There is a historical subplot to this tale. Walter Map had his own reasons for linking Herla to Henry II, with one court beginning in the same year that the other disappears. In the pages proceeding the tale, Map describes at length the chaos of Henry II’s court. He compares the court to Hell and the courtier’s life to the eternal punishments of Tantalus, Sisyphus and Ixion. One passage sees Map proclaim:

In the Court I exist and of the Court I speak, and what the Court is, God knows, I know not. I do know however that the Court is … temporal … changeable and various, stationary and wandering, never continuing in one stay.

▸ **DIRECTIVE**
Please transcribe the passage about Walter Map and Henry II's court word for word, starting with "In the Court" and going on through "in one stay.".

▸ **SUPPLIED MATERIAL**
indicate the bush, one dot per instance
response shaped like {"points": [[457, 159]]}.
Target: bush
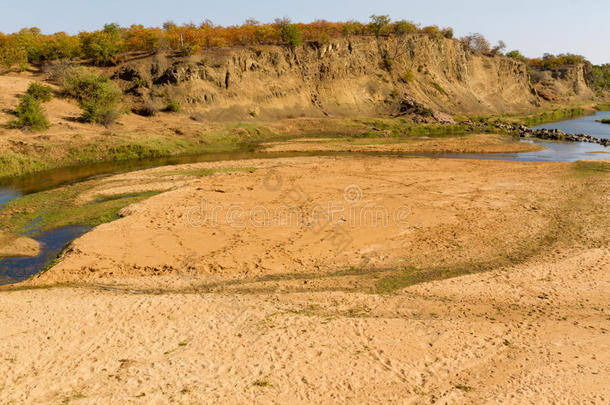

▸ **OUTPUT FOR THIS TASK**
In the Court I exist and of the Court I speak, and what the Court is, God knows, I know not. I do know however that the Court is … temporal … changeable and various, stationary and wandering, never continuing in one stay.